(Exercise requirements): The lines to transcribe begin with the one containing "Mark the church, one point per instance." and end with the last line below; reproduce them exactly, without the pictures.

(Image point annotation entries)
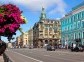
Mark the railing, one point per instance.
(6, 58)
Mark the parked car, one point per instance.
(50, 48)
(77, 49)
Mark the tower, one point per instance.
(43, 14)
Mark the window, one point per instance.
(83, 24)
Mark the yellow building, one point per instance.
(30, 37)
(22, 40)
(46, 31)
(19, 43)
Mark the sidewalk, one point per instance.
(1, 59)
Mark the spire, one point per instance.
(43, 15)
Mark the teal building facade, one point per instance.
(72, 26)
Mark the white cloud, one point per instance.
(36, 5)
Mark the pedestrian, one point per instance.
(2, 47)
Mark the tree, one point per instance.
(10, 20)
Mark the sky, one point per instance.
(54, 9)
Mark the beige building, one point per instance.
(46, 31)
(18, 42)
(30, 37)
(22, 40)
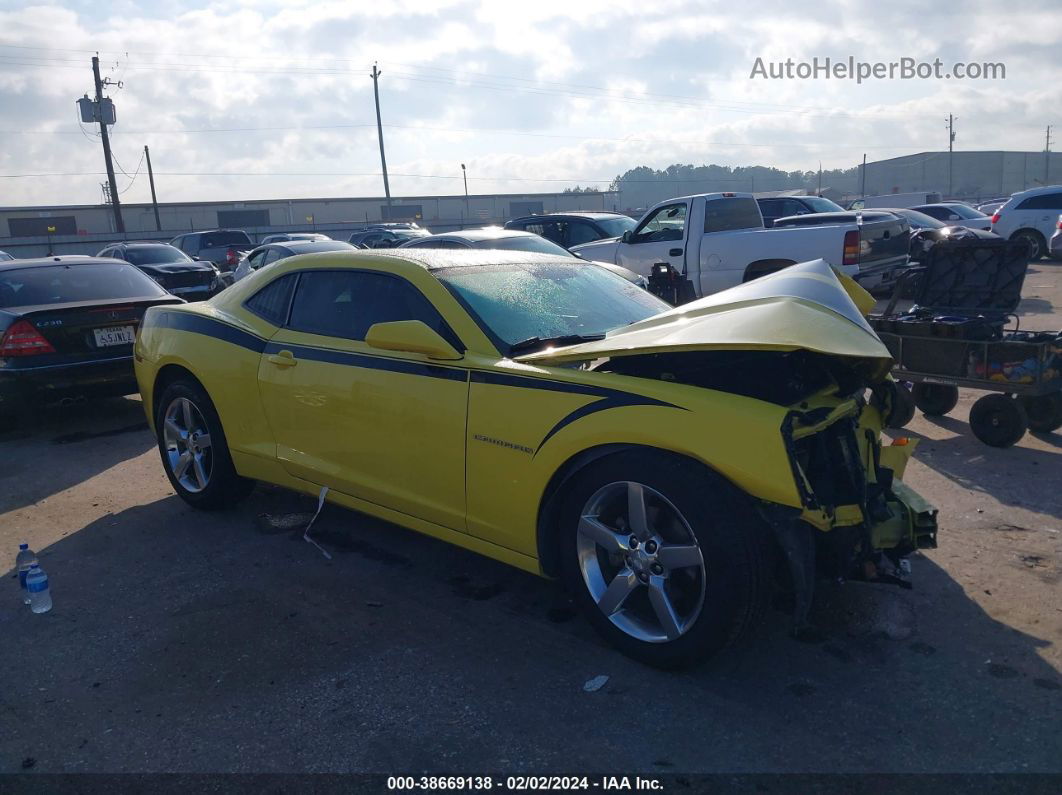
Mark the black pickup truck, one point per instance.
(884, 241)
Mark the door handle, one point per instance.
(284, 359)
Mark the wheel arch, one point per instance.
(764, 266)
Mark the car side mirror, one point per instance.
(410, 336)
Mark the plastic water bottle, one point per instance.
(27, 557)
(36, 584)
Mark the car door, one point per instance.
(660, 238)
(383, 427)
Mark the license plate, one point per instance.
(114, 335)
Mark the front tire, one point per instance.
(193, 448)
(935, 400)
(666, 558)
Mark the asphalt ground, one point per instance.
(184, 641)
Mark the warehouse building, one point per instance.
(972, 175)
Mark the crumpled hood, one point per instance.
(805, 307)
(598, 249)
(163, 269)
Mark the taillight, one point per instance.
(851, 247)
(22, 339)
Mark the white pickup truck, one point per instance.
(718, 240)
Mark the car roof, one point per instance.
(593, 214)
(433, 259)
(65, 259)
(487, 232)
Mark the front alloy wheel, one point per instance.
(640, 562)
(187, 439)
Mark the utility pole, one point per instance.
(151, 178)
(379, 131)
(951, 154)
(119, 224)
(464, 173)
(1047, 154)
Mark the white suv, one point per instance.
(1031, 215)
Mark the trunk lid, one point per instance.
(806, 307)
(71, 328)
(883, 239)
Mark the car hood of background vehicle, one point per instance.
(161, 269)
(805, 307)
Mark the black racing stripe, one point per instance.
(530, 382)
(369, 362)
(217, 329)
(613, 398)
(209, 327)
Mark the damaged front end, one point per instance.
(859, 521)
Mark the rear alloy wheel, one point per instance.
(1044, 412)
(998, 420)
(1038, 247)
(665, 558)
(935, 400)
(193, 449)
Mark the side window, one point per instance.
(554, 230)
(581, 234)
(723, 214)
(771, 208)
(347, 304)
(271, 303)
(667, 223)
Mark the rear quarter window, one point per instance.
(724, 214)
(84, 281)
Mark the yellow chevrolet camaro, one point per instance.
(547, 413)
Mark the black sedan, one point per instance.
(263, 255)
(171, 268)
(67, 327)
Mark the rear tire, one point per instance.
(1038, 246)
(674, 581)
(193, 448)
(998, 420)
(1044, 412)
(935, 400)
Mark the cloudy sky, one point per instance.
(252, 100)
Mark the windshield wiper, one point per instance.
(536, 342)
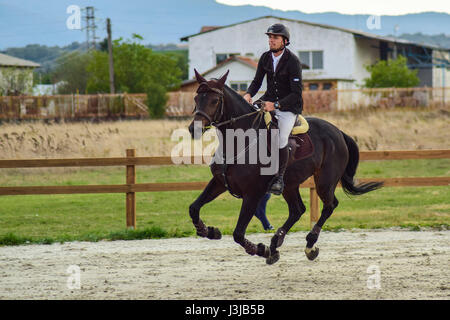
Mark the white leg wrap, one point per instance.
(309, 250)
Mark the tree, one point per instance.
(71, 69)
(137, 69)
(391, 73)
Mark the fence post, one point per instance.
(131, 196)
(314, 206)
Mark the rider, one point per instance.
(284, 91)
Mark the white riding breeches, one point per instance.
(286, 121)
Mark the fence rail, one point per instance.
(131, 187)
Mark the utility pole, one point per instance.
(111, 61)
(90, 28)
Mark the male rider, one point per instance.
(284, 91)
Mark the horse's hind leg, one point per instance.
(296, 209)
(326, 194)
(249, 205)
(212, 191)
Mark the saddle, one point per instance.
(299, 142)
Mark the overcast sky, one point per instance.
(375, 7)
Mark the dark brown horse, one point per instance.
(335, 158)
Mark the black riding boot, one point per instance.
(278, 184)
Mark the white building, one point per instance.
(16, 75)
(336, 57)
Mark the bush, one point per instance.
(156, 100)
(391, 74)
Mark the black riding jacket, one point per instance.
(284, 85)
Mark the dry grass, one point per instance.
(373, 130)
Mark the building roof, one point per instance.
(354, 32)
(10, 61)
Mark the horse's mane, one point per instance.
(238, 98)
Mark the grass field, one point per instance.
(45, 219)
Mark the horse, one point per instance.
(334, 159)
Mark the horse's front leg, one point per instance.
(249, 205)
(212, 191)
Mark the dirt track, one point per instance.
(412, 265)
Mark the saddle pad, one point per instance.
(300, 146)
(300, 126)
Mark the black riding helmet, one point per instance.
(279, 29)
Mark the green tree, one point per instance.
(391, 73)
(71, 69)
(137, 69)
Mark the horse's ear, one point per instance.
(198, 76)
(223, 79)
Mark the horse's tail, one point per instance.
(348, 184)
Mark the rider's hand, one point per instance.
(269, 106)
(248, 98)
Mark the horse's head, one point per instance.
(209, 103)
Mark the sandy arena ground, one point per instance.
(412, 265)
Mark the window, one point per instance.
(220, 57)
(313, 59)
(304, 58)
(313, 86)
(239, 86)
(317, 59)
(327, 86)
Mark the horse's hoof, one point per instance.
(273, 258)
(312, 253)
(214, 233)
(263, 250)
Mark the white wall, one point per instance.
(250, 37)
(239, 72)
(365, 52)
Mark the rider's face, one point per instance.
(276, 42)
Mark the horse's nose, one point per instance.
(191, 129)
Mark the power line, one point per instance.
(90, 27)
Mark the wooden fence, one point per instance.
(131, 187)
(181, 104)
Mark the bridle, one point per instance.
(219, 111)
(213, 122)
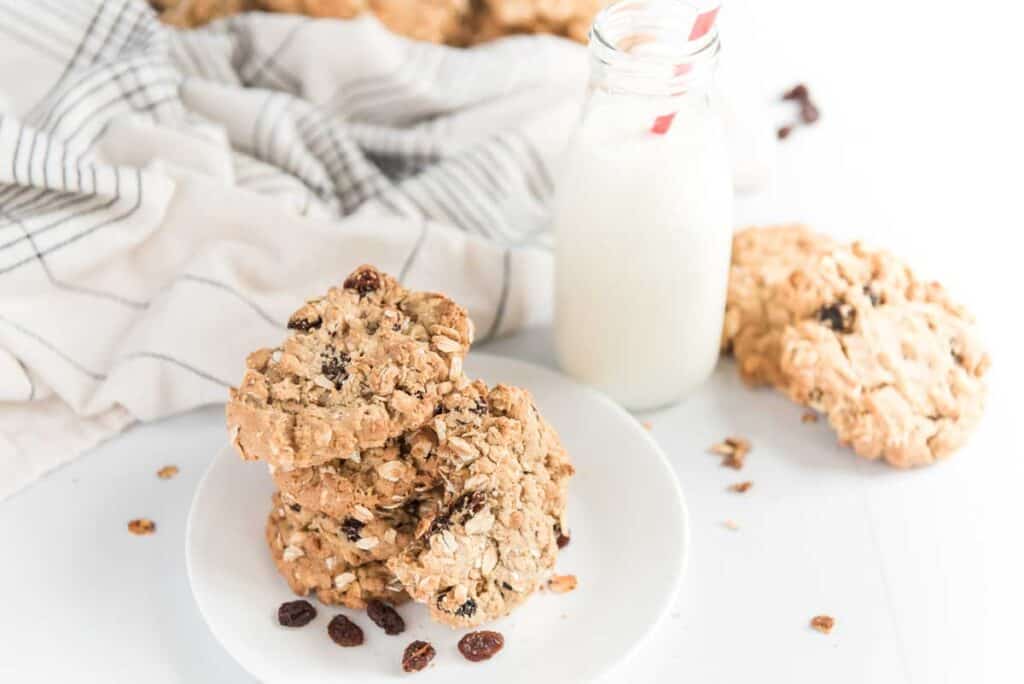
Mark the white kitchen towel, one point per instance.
(167, 198)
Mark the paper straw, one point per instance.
(704, 22)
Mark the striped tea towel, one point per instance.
(167, 198)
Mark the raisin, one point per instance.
(478, 646)
(364, 282)
(561, 539)
(808, 113)
(296, 613)
(441, 522)
(467, 609)
(351, 527)
(873, 296)
(333, 366)
(838, 316)
(798, 92)
(385, 617)
(344, 632)
(479, 407)
(471, 503)
(303, 325)
(417, 656)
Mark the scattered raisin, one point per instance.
(478, 646)
(141, 526)
(467, 609)
(333, 366)
(823, 624)
(417, 656)
(838, 316)
(167, 472)
(561, 539)
(808, 113)
(798, 92)
(351, 527)
(344, 632)
(364, 282)
(296, 613)
(385, 617)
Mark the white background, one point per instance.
(920, 148)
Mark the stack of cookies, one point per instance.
(894, 364)
(399, 477)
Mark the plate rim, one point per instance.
(684, 517)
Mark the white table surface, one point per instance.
(919, 148)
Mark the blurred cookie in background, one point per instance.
(450, 22)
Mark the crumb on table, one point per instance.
(823, 624)
(733, 452)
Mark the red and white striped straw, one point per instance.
(706, 11)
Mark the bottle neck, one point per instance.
(648, 48)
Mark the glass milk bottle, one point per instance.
(643, 217)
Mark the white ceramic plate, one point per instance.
(629, 544)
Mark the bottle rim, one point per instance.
(677, 62)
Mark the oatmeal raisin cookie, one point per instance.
(308, 566)
(495, 540)
(895, 365)
(365, 364)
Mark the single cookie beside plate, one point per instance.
(893, 361)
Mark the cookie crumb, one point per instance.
(296, 613)
(562, 584)
(385, 616)
(733, 452)
(477, 646)
(823, 624)
(167, 472)
(417, 656)
(141, 526)
(344, 632)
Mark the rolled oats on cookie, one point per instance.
(761, 258)
(893, 362)
(496, 540)
(310, 567)
(366, 362)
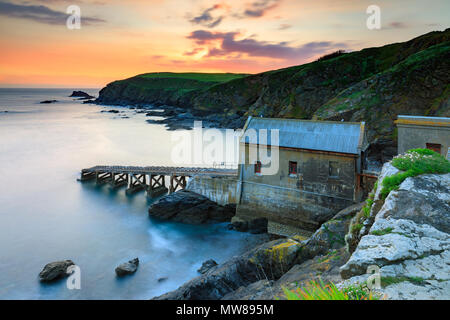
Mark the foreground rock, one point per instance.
(81, 94)
(126, 268)
(409, 241)
(253, 274)
(207, 265)
(55, 270)
(191, 208)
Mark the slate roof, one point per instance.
(333, 136)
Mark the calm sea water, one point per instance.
(46, 215)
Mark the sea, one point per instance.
(47, 215)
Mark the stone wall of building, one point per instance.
(304, 200)
(411, 136)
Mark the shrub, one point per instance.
(318, 290)
(413, 163)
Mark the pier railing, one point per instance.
(151, 178)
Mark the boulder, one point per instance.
(258, 225)
(191, 208)
(207, 265)
(129, 267)
(55, 270)
(239, 224)
(81, 94)
(409, 241)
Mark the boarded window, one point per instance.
(333, 169)
(435, 147)
(292, 167)
(258, 167)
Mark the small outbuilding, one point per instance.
(319, 172)
(423, 132)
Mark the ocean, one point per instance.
(46, 215)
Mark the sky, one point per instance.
(118, 39)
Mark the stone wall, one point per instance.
(415, 136)
(304, 200)
(216, 188)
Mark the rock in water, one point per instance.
(207, 265)
(81, 94)
(49, 101)
(55, 270)
(129, 267)
(189, 207)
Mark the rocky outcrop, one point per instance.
(126, 268)
(253, 275)
(55, 270)
(255, 226)
(81, 94)
(206, 266)
(409, 241)
(189, 207)
(48, 101)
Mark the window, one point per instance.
(435, 147)
(258, 167)
(333, 169)
(292, 167)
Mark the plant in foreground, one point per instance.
(318, 290)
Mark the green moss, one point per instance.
(413, 163)
(386, 281)
(381, 232)
(356, 227)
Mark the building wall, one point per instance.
(416, 136)
(305, 200)
(219, 189)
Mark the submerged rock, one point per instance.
(191, 208)
(81, 94)
(251, 274)
(129, 267)
(207, 265)
(49, 101)
(55, 270)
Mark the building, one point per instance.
(423, 132)
(320, 168)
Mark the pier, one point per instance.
(151, 179)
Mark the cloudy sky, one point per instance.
(119, 39)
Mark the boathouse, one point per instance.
(319, 172)
(423, 132)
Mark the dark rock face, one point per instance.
(55, 270)
(189, 207)
(129, 267)
(251, 275)
(81, 94)
(258, 225)
(207, 265)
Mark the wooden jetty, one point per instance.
(151, 179)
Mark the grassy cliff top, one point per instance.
(204, 77)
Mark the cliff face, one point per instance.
(372, 85)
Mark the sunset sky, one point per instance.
(119, 39)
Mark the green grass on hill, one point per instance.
(205, 77)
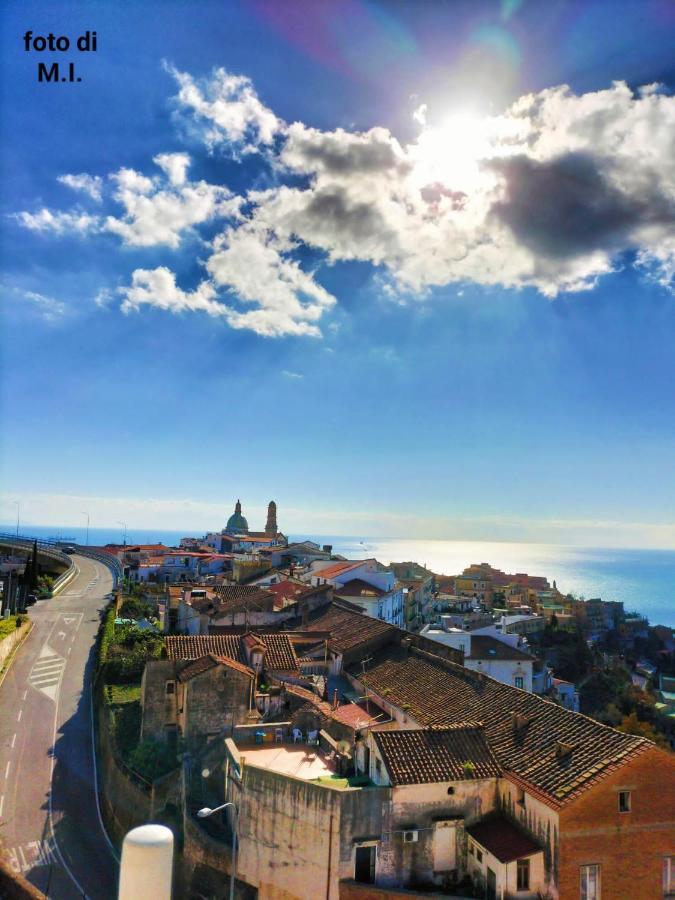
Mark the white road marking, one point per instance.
(45, 676)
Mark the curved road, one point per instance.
(49, 824)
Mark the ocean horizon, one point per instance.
(644, 580)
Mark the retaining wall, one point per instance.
(8, 644)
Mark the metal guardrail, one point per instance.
(53, 549)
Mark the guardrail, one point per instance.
(51, 548)
(112, 562)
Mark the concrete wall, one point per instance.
(8, 644)
(628, 847)
(540, 821)
(206, 705)
(297, 838)
(424, 807)
(124, 804)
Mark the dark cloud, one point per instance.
(566, 207)
(340, 153)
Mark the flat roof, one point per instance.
(299, 760)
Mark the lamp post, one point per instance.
(203, 813)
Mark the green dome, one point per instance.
(237, 522)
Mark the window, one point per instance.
(669, 876)
(590, 882)
(523, 875)
(364, 865)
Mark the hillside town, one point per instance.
(310, 725)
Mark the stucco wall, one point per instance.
(540, 821)
(422, 807)
(296, 838)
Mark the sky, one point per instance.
(406, 268)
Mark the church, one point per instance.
(237, 524)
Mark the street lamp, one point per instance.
(203, 813)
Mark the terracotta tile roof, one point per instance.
(196, 646)
(279, 653)
(357, 587)
(530, 737)
(339, 568)
(503, 839)
(349, 628)
(423, 757)
(198, 666)
(483, 646)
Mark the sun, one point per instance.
(451, 152)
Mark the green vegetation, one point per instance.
(152, 758)
(135, 608)
(9, 626)
(125, 650)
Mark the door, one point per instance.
(364, 865)
(491, 893)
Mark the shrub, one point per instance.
(152, 759)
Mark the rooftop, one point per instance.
(349, 626)
(524, 731)
(424, 757)
(298, 760)
(503, 839)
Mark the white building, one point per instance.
(494, 656)
(362, 582)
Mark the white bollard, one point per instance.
(147, 864)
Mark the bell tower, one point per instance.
(271, 529)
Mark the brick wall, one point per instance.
(629, 847)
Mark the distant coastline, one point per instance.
(644, 580)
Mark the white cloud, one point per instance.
(420, 114)
(550, 194)
(157, 212)
(255, 266)
(157, 287)
(89, 184)
(49, 309)
(227, 109)
(58, 222)
(175, 165)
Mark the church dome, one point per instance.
(237, 523)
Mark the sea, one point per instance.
(644, 580)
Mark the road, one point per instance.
(49, 823)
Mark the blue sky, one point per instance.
(346, 271)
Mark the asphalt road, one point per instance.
(50, 829)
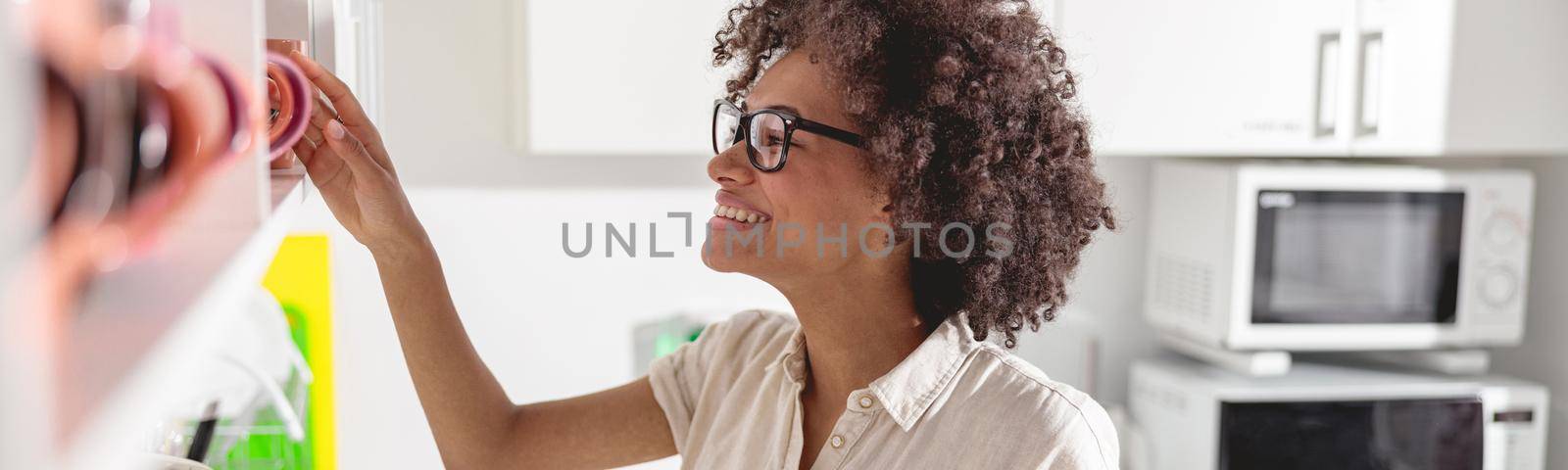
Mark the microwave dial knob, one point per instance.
(1499, 286)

(The completed task):
Mark the church, one point per instance.
(237, 524)
Mark the street lamp, one point per instance.
(203, 813)
Mark the terracotta tile roof, one point per instance.
(196, 646)
(279, 653)
(357, 587)
(530, 737)
(339, 568)
(503, 839)
(349, 628)
(423, 757)
(198, 666)
(483, 646)
Mark the sun, one point per instance.
(451, 152)
Mark the green vegetation, one point per instance.
(152, 758)
(135, 608)
(9, 626)
(125, 650)
Mark the door, one point per instance.
(364, 865)
(491, 893)
Mark the shrub, one point per instance.
(152, 759)
Mark the rooftop, one point per instance.
(349, 626)
(524, 731)
(424, 757)
(298, 760)
(503, 839)
Mark the white building, one point per instance.
(494, 656)
(362, 582)
Mark the white bollard, one point per instance.
(147, 864)
Mark the bell tower, one point per instance.
(271, 529)
Mark the brick wall, one point per instance.
(629, 847)
Mark the distant coastline, one point per instance.
(644, 580)
Mark the white cloud, one point per instance.
(420, 114)
(550, 194)
(157, 212)
(255, 266)
(157, 287)
(89, 184)
(49, 309)
(227, 109)
(58, 222)
(175, 165)
Mark the church dome, one point per instance.
(237, 523)
Mark the sea, one point per instance.
(644, 580)
Mark the road, one point per instance.
(49, 823)
Mark the blue sky, one point per instance.
(346, 271)
Mark the asphalt road, one point per instance.
(50, 829)
Mark the microwave dial knob, one point per instance.
(1499, 286)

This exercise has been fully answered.